:: Task inputs

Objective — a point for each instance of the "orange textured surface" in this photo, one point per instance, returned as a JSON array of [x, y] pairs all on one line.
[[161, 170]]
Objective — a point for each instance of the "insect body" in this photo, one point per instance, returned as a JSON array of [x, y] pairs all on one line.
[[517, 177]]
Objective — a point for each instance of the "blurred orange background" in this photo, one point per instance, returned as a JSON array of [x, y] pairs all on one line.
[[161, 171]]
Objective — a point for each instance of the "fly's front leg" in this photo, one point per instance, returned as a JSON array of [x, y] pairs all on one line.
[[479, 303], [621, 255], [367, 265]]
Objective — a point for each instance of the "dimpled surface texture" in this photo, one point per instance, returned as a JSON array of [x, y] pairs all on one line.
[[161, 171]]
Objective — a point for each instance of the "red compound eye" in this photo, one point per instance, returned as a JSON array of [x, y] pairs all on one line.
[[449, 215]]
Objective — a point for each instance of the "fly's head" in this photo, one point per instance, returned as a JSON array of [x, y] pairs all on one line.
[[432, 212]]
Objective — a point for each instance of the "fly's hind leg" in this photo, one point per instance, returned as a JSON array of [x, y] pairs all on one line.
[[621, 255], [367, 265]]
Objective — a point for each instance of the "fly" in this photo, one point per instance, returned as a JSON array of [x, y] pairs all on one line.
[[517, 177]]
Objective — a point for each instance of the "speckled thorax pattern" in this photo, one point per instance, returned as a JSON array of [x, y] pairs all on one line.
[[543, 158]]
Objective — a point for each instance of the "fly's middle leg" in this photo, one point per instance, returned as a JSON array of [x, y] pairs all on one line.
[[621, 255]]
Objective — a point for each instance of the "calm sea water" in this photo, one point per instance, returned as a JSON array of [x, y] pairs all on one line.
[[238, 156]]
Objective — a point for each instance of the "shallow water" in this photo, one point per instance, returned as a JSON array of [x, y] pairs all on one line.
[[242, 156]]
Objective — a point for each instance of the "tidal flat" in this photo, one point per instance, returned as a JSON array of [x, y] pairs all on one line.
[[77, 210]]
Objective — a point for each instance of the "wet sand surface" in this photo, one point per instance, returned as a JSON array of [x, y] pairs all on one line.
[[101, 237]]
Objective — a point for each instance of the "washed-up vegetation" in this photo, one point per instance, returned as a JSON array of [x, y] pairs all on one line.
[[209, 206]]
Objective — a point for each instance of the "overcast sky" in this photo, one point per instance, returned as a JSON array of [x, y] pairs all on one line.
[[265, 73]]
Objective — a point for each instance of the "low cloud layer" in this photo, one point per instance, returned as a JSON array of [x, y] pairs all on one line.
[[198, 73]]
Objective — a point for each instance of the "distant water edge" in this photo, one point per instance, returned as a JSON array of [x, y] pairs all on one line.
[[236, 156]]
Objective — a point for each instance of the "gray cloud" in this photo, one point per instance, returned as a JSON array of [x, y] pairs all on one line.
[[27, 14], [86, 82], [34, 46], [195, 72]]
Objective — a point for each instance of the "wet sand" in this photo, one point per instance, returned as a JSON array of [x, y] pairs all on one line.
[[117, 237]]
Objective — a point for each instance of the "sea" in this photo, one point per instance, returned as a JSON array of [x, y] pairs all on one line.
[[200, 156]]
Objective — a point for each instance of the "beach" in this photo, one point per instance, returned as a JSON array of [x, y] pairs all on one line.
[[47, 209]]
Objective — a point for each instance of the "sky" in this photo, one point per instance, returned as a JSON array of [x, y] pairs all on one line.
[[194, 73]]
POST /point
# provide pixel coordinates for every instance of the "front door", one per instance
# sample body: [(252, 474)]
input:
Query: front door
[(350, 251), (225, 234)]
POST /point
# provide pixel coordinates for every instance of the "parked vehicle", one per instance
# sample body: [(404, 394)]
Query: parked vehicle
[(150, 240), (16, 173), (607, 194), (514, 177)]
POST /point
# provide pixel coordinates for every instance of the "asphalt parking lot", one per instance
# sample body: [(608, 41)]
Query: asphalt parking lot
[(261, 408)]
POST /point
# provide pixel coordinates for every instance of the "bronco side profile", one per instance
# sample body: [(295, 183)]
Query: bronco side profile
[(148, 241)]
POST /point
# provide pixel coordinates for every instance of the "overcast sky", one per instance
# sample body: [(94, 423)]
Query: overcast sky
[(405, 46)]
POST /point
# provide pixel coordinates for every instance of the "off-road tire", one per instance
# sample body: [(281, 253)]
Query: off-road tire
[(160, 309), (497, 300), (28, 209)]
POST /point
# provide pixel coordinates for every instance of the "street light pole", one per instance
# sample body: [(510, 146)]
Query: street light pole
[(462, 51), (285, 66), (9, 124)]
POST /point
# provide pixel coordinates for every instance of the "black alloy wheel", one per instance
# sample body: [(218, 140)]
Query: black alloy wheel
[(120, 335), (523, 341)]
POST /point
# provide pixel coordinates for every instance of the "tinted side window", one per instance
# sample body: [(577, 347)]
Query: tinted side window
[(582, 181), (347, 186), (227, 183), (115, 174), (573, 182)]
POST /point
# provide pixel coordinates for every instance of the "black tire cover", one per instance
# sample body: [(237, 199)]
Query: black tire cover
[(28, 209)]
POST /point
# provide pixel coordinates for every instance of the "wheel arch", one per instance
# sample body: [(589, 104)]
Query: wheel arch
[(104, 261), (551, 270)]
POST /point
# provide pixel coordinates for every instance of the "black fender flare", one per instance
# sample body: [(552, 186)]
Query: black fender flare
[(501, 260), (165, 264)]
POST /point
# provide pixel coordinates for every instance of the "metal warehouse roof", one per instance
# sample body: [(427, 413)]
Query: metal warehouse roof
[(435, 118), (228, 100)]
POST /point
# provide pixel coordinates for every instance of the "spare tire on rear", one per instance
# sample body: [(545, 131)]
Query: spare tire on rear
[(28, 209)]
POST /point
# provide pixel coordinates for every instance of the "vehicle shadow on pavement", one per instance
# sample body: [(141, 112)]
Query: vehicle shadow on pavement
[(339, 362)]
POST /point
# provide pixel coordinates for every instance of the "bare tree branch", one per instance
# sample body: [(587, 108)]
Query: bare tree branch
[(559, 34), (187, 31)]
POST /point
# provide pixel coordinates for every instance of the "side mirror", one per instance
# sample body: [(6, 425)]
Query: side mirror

::::

### Required work
Give back, exactly and with nothing added, the lines from the line containing "Query: spare tire on rear" through the final line of the records above, both of them included.

### Exercise response
Query: spare tire on rear
[(28, 209)]
POST /point
# provide pixel coordinates for every instance of the "vehicle shadow on pavement", one per instance
# sample body: [(141, 112)]
Query: vehicle shadow on pavement
[(339, 362)]
POST /point
# provide pixel coordinates for every instance of the "bare tree branch", one per instance
# sample body: [(587, 108)]
Query: bare tree branch
[(559, 34), (187, 31)]
POST /point
# provide pixel coordinates for every instance of the "side mirror", one per instance
# sample body: [(6, 425)]
Query: side mirror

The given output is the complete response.